» WHAT YOU SHOULD DO: Go through the data below and copy out every line that contains the word "leaf", leaving out all other lines.

» WORKING DATA:
————

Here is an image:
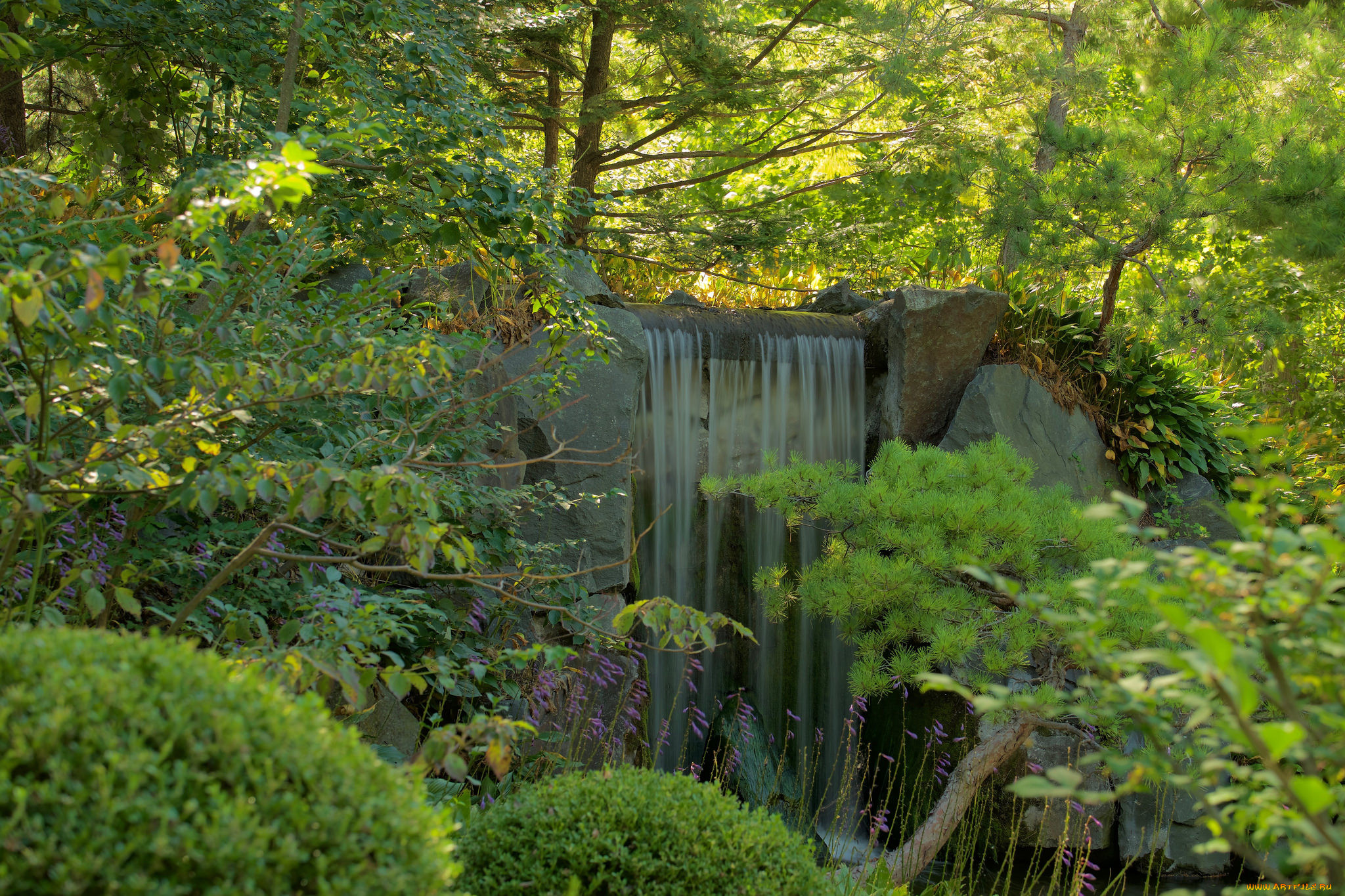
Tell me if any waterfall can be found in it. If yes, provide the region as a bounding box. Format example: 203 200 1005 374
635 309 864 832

————

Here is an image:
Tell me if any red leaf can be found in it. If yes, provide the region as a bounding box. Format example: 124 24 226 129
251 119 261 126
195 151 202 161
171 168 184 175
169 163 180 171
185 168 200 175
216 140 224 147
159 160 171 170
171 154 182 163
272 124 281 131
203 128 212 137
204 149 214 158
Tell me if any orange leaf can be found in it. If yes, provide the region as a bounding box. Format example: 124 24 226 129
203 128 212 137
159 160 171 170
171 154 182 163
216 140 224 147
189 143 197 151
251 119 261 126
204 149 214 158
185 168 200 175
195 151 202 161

————

» WRITTEN RESPONSE:
Tell me if any red leaf can be found in it. If yes, provide the region as a bounding box. Format example: 124 24 226 129
Tell me if any orange leaf can be found in it. If yes, provide the region as a bounding box. Format example: 124 24 226 129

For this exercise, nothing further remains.